▶ _Task requirements_:
Retype everything in the listing, leaving each line exactly as it is.

▶ _Source material_:
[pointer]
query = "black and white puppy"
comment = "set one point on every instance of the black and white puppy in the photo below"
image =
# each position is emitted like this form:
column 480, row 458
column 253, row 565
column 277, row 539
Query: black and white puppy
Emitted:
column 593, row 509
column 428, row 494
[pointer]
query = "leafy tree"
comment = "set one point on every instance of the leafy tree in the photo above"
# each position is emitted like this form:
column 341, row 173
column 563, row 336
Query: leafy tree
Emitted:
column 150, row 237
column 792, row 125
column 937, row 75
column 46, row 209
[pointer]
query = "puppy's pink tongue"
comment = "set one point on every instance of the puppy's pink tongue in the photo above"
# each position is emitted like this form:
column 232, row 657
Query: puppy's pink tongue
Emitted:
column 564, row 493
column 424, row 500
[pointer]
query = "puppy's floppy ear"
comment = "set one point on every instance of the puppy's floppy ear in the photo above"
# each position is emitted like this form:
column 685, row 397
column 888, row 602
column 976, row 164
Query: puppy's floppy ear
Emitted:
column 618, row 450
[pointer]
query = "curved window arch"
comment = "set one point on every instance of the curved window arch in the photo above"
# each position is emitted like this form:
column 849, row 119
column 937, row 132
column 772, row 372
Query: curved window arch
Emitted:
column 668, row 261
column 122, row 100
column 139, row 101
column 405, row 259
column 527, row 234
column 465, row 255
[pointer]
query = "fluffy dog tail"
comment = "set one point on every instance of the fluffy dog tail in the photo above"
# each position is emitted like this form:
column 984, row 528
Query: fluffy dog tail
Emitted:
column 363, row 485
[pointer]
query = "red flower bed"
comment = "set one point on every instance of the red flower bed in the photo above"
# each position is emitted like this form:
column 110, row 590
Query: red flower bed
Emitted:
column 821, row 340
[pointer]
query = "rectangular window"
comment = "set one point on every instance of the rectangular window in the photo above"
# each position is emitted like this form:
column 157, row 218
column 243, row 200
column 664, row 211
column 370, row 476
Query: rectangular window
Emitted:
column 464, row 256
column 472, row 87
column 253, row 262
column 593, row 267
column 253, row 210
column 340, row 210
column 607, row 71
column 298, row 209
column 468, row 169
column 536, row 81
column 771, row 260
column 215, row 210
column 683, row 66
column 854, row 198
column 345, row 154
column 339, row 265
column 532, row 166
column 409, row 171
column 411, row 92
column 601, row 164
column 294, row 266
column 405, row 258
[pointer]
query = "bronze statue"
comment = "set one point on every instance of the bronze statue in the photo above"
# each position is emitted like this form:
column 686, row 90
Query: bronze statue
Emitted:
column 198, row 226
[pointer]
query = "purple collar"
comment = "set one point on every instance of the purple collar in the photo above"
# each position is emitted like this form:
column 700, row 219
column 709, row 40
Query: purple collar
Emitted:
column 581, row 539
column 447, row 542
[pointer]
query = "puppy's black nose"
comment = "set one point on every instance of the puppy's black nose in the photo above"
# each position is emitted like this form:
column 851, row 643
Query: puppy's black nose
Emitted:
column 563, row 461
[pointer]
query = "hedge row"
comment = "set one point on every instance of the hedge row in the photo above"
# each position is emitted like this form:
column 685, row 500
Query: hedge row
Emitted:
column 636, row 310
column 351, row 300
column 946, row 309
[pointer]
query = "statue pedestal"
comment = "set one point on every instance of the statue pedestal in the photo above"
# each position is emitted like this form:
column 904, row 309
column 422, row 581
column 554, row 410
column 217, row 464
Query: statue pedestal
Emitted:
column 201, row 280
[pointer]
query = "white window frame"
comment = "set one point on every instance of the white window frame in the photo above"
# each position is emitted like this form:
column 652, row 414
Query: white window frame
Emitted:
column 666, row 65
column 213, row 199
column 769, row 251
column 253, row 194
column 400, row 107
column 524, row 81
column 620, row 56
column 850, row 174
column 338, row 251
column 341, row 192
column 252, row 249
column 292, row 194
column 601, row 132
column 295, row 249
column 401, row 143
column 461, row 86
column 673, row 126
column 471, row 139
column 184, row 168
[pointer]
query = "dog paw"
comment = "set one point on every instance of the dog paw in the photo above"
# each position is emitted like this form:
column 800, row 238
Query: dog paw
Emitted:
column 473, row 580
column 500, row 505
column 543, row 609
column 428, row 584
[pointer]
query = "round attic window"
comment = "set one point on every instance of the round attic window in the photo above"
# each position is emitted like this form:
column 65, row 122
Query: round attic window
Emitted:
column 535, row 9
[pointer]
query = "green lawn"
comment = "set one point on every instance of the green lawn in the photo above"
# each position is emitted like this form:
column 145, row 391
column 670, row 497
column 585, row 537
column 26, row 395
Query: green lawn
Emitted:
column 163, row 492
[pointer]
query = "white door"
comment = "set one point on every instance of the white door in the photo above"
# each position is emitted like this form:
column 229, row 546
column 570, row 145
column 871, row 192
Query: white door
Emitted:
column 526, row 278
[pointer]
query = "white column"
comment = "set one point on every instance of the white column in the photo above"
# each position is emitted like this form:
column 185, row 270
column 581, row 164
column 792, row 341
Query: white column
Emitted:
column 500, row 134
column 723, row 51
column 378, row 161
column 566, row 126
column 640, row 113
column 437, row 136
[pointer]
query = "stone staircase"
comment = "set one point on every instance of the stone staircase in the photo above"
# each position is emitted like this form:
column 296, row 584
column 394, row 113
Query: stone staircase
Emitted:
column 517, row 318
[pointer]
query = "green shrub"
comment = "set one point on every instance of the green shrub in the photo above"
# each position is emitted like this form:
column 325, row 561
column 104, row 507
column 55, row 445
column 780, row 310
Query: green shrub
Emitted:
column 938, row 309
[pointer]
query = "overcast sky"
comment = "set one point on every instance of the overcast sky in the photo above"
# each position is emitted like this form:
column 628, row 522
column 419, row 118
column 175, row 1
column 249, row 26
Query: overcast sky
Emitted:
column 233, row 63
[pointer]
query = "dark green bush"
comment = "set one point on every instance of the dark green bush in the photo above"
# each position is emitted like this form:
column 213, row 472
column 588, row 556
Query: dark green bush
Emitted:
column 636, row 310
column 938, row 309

▶ _Task response_:
[pointer]
query = "black and white puppy"
comment = "set one point on every instance of the black and white puppy in the photo below"
image =
# each position is emitted like this form:
column 480, row 458
column 253, row 565
column 277, row 539
Query: black and white puppy
Emitted:
column 593, row 509
column 428, row 494
[pointer]
query = "leafy tree"
comment = "set one point on every instance of the leafy tree in the photo above"
# each position is emitted like this form:
column 341, row 173
column 563, row 336
Query: leafy tree
Emitted:
column 150, row 237
column 792, row 125
column 937, row 75
column 46, row 209
[pointer]
query = "puppy's pink tongue"
comment = "set one point on every instance of the puppy's pink tongue in the photo above"
# each position is emitted like this form:
column 232, row 657
Query: puppy's pink tongue
Emitted:
column 564, row 493
column 424, row 500
[pointer]
query = "puppy's floppy ear"
comment = "set one point on every instance of the puppy's floppy ear in the photo above"
# each position is emitted like this form:
column 685, row 397
column 888, row 602
column 976, row 164
Query: puppy's floppy ear
Emitted:
column 618, row 450
[pointer]
query = "curved window arch"
comment = "set one point on every instance of the curved window arch in the photo above"
# each position is emitted like this form:
column 849, row 119
column 937, row 132
column 772, row 372
Query: curved window arch
Emitted:
column 668, row 261
column 122, row 100
column 139, row 101
column 405, row 259
column 527, row 234
column 465, row 255
[pointer]
query = "fluffy dog tail"
comment = "set one point on every instance of the fluffy dog tail in the photo above"
# each position is emitted like this form:
column 984, row 528
Query: fluffy dog tail
Emitted:
column 363, row 485
[pointer]
query = "red flower bed"
comment = "set one point on every instance of the red flower bed in the photo above"
# each position is emitted like this form:
column 110, row 590
Query: red flower bed
Emitted:
column 821, row 340
[pointer]
query = "rectangular window"
comment = "set one point on every instance of the rectangular window in the photo above"
# each position is emitted like this form:
column 157, row 218
column 243, row 200
column 664, row 211
column 370, row 476
Query: rectangular window
Emitted:
column 464, row 256
column 472, row 87
column 253, row 262
column 593, row 267
column 253, row 210
column 340, row 210
column 607, row 71
column 298, row 209
column 468, row 169
column 536, row 81
column 771, row 260
column 215, row 210
column 683, row 66
column 854, row 198
column 345, row 154
column 339, row 265
column 532, row 166
column 409, row 171
column 411, row 92
column 601, row 164
column 294, row 266
column 405, row 258
[pointer]
query = "bronze statue"
comment = "set one point on every instance of the bronze statue in the photo above"
# each position is emitted like this form:
column 686, row 90
Query: bronze statue
Emitted:
column 198, row 226
[pointer]
query = "purple collar"
comment = "set one point on every instance of the purple collar in the photo above"
# each position is emitted like this form:
column 700, row 219
column 709, row 40
Query: purple collar
Emitted:
column 581, row 539
column 447, row 542
[pointer]
query = "puppy's black nose"
comment = "set one point on every instance of the puppy's black nose in the photo above"
# each position is emitted like this form:
column 851, row 643
Query: puppy's black nose
Emitted:
column 563, row 461
[pointer]
query = "hedge row"
comment = "set one point on every instance of the hedge row in the photo above"
# each position is emitted like this form:
column 685, row 500
Query: hedge row
Emitted:
column 636, row 310
column 351, row 300
column 946, row 309
[pointer]
query = "statue pedestal"
comment = "set one point on every instance of the statue pedestal in the photo above"
# each position is emitted like this form:
column 904, row 309
column 422, row 581
column 554, row 410
column 217, row 464
Query: statue pedestal
Emitted:
column 201, row 280
[pointer]
query = "white window frame"
comment = "set one point on every instance of the white window frame in the photo above"
# each position is emitted like this form:
column 652, row 414
Query: white window frame
Emitted:
column 666, row 65
column 213, row 199
column 769, row 251
column 253, row 194
column 400, row 107
column 524, row 81
column 620, row 56
column 850, row 174
column 338, row 251
column 341, row 192
column 252, row 249
column 292, row 194
column 601, row 132
column 295, row 249
column 401, row 143
column 461, row 86
column 673, row 126
column 471, row 139
column 184, row 168
[pointer]
query = "dog paw"
comment = "set one point on every instance of the dog paw in the photo above"
# each position is emitted like this form:
column 800, row 238
Query: dog paw
Emitted:
column 473, row 580
column 500, row 505
column 543, row 609
column 428, row 584
[pointer]
query = "round attic window"
comment = "set one point on every instance of the round attic window in the photo above"
# each position is emitted like this form:
column 65, row 122
Query: round attic window
Emitted:
column 535, row 9
[pointer]
query = "green lawn"
comment = "set one point on every instance of the green lawn in the photo above"
# each position is emitted like this form:
column 145, row 391
column 670, row 497
column 585, row 537
column 26, row 395
Query: green lawn
Emitted:
column 163, row 492
[pointer]
query = "white door"
comment = "set one point on every instance of the white door in the photo above"
# each position is emitted like this form:
column 229, row 546
column 570, row 145
column 871, row 192
Query: white door
Emitted:
column 526, row 278
[pointer]
query = "white column"
comment = "set one point on every instance of the white column in the photo above"
# each position is emitted like this form:
column 185, row 270
column 581, row 164
column 792, row 341
Query: white column
Emitted:
column 500, row 134
column 723, row 51
column 378, row 161
column 566, row 126
column 640, row 113
column 437, row 136
[pointer]
query = "stone staircase"
comment = "set one point on every instance of the stone staircase in the photo above"
# each position is emitted like this form:
column 296, row 584
column 394, row 113
Query: stone staircase
Emitted:
column 517, row 318
[pointer]
query = "green shrub"
comment = "set one point on every instance of the green shrub in the photo above"
# each position is emitted like this form:
column 325, row 561
column 104, row 507
column 55, row 445
column 780, row 310
Query: green shrub
Emitted:
column 938, row 309
[pointer]
query = "overcast sky"
comment = "set one point on every instance of the overcast sky in the photo above"
# each position is emitted like this form:
column 628, row 522
column 419, row 118
column 175, row 1
column 249, row 26
Query: overcast sky
Emitted:
column 233, row 63
[pointer]
query = "dark green bush"
comment = "set one point on every instance of the dark green bush in the photo above"
# each position is emitted like this form:
column 213, row 472
column 588, row 556
Query: dark green bush
Emitted:
column 636, row 310
column 938, row 309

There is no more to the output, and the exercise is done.